◆ **DIRECTIONS**
Rewrite the entries starting at the line that contains "of the plain" and ending at the line that contains "x=316, y=296", changing "smiling man" to "smiling person" and keeping everything else the same. Give only those lines.

Start of RECORDED DATA

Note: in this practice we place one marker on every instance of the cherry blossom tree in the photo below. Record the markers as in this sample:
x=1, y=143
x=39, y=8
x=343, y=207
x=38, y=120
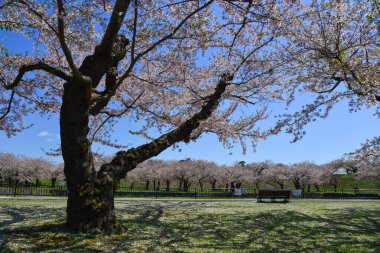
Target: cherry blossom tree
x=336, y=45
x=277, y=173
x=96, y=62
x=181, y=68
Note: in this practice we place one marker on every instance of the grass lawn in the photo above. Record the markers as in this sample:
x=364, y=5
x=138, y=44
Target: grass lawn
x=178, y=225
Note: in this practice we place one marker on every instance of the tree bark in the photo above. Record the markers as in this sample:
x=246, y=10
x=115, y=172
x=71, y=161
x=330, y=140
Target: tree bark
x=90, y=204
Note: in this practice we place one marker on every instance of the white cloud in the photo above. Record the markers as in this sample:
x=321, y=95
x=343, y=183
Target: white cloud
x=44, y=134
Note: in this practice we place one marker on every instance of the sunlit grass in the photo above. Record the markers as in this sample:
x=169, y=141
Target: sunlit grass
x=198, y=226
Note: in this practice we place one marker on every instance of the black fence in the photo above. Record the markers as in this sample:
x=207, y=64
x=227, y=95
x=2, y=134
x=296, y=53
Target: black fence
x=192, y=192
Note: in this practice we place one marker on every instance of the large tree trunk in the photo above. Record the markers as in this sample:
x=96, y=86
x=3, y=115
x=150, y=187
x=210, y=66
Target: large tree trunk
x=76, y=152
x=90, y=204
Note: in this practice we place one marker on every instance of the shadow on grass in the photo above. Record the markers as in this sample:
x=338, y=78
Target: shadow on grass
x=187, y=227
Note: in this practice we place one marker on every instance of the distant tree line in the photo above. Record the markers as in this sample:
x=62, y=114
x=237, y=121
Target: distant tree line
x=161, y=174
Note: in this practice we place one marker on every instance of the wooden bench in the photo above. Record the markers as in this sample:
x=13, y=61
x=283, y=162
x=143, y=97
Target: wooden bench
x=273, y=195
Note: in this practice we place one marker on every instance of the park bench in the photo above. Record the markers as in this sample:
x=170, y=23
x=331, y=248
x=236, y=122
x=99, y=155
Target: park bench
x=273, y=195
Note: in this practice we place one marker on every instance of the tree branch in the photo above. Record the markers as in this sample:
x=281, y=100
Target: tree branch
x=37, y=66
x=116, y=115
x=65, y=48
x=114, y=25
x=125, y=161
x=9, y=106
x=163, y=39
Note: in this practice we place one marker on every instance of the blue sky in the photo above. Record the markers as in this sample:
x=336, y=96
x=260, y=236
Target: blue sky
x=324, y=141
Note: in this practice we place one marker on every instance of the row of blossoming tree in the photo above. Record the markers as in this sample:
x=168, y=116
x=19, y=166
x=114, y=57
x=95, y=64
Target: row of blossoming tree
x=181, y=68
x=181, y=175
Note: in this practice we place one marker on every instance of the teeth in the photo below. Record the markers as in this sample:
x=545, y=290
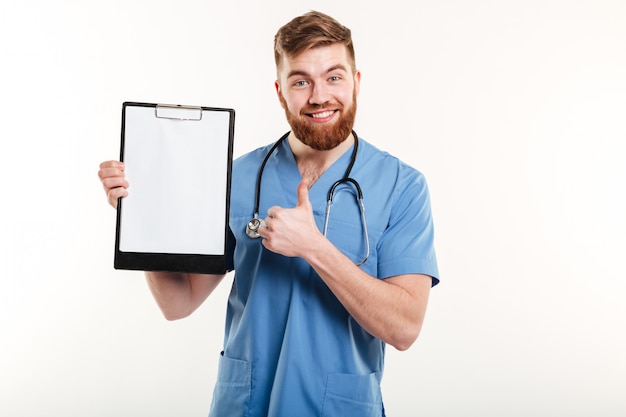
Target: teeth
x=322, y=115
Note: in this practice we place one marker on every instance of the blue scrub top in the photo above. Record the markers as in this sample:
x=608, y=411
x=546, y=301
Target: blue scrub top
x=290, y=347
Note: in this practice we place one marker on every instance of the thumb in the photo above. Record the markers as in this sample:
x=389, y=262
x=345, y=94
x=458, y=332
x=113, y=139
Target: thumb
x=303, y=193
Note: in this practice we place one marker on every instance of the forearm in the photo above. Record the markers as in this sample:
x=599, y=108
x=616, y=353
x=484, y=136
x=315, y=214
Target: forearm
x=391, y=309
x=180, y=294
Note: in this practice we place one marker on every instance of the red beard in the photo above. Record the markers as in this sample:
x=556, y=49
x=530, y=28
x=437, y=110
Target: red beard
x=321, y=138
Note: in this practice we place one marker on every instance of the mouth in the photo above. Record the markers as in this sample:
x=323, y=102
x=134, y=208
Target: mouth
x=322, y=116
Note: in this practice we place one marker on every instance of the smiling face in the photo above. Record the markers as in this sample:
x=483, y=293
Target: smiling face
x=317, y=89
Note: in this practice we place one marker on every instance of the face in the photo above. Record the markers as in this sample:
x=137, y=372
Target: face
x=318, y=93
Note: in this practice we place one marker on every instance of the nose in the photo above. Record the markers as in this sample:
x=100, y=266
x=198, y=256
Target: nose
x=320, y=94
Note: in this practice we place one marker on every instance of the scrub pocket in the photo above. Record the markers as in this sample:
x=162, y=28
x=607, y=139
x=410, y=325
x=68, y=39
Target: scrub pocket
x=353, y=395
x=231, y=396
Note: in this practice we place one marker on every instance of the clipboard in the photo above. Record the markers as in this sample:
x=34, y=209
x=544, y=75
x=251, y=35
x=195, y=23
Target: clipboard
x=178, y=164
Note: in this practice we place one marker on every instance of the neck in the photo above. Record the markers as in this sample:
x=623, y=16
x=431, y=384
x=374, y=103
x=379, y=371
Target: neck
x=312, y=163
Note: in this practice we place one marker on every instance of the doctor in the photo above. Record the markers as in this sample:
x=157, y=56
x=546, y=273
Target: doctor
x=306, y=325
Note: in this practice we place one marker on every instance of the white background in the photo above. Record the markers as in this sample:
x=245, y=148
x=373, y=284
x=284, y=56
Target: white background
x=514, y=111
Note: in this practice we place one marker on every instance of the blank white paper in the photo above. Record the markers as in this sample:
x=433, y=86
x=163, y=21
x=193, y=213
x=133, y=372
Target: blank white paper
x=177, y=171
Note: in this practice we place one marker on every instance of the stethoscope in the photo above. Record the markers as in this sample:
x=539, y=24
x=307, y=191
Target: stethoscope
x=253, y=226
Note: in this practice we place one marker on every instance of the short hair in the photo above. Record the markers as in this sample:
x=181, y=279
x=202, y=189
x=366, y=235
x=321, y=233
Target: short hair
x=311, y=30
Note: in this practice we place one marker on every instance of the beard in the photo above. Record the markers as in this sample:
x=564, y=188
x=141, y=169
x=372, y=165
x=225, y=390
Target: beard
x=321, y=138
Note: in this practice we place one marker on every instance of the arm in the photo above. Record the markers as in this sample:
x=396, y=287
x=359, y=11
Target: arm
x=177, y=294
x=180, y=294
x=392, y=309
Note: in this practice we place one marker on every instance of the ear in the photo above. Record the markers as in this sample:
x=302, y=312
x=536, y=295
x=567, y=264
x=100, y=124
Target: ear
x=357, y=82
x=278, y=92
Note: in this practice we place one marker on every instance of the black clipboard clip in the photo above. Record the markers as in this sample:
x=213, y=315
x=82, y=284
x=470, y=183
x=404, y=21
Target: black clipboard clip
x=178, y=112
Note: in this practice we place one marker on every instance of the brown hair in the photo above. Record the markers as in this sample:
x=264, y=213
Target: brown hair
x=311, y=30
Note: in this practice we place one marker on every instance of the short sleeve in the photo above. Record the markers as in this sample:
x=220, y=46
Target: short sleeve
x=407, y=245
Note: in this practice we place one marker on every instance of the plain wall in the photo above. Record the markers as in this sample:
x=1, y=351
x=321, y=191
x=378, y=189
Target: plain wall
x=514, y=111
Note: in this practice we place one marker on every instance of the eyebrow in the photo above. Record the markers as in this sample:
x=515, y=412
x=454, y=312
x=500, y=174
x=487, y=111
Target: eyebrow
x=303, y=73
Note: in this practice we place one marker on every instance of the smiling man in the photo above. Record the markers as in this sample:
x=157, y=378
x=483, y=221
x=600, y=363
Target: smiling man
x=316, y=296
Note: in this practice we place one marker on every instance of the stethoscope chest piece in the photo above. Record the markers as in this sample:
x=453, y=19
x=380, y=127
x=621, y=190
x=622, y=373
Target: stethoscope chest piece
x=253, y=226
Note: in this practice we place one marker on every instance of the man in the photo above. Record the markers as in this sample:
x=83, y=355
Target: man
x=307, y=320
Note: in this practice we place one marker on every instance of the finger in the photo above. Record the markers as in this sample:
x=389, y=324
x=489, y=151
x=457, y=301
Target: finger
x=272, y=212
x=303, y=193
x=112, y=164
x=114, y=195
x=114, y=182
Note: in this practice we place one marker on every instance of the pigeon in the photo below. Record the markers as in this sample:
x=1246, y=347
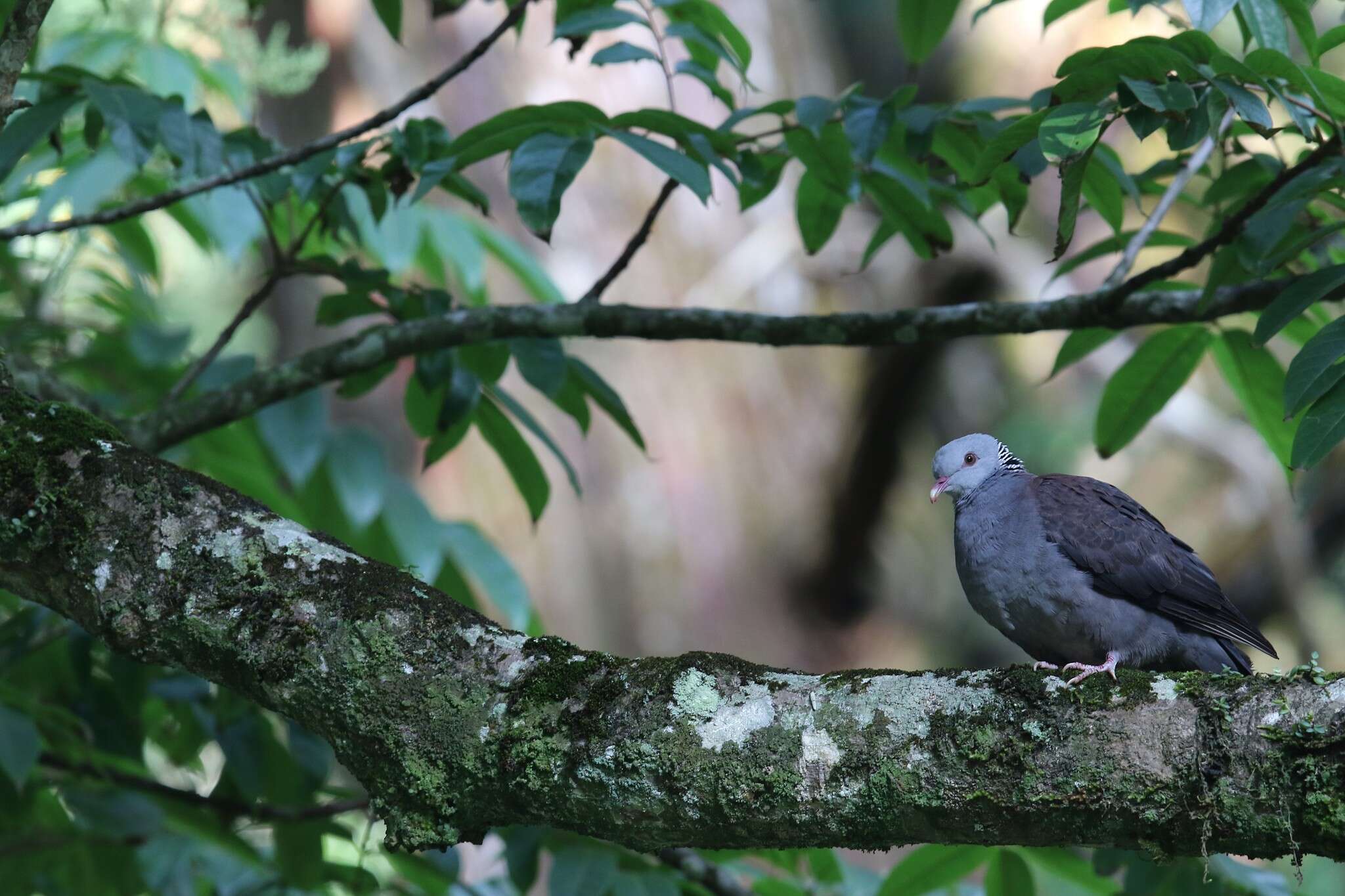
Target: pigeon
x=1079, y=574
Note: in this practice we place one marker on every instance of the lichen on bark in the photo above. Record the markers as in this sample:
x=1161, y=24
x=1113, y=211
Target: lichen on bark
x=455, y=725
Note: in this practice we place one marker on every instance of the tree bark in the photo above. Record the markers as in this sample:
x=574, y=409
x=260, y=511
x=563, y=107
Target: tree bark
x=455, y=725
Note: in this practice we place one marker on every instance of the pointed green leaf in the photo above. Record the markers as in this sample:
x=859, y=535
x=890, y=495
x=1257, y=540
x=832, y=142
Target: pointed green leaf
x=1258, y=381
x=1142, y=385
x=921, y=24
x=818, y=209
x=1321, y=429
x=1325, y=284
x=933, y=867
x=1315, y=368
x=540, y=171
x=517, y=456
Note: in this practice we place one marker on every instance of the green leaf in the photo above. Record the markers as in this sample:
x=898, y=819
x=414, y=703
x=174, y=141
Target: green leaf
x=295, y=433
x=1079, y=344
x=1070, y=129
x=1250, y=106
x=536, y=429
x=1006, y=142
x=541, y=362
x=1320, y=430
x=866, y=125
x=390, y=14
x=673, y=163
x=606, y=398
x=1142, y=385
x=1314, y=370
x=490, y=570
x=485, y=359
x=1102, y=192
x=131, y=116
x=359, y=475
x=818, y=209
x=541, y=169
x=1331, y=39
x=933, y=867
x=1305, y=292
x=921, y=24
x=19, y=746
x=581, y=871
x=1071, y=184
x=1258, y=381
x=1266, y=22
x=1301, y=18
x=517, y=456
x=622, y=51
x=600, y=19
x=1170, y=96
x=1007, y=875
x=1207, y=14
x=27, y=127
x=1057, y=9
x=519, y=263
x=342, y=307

End of RECORDED DATA

◆ **REPLY**
Note: in this practice we place one marker on every instance of the plain wall in the photo above. Record the markers as in this sample:
x=1, y=351
x=321, y=191
x=378, y=189
Target: plain wall
x=514, y=111
Note: in this practice we place one marker on every instance of the eyebrow in the photo above. Record the markers as in this sample:
x=515, y=412
x=454, y=312
x=500, y=174
x=487, y=111
Target: eyebrow
x=303, y=73
Note: in this practice we place one marker on every instance of the smiling person in the photo above. Record the markers as in this sample:
x=157, y=378
x=483, y=221
x=600, y=363
Target: smiling person
x=316, y=296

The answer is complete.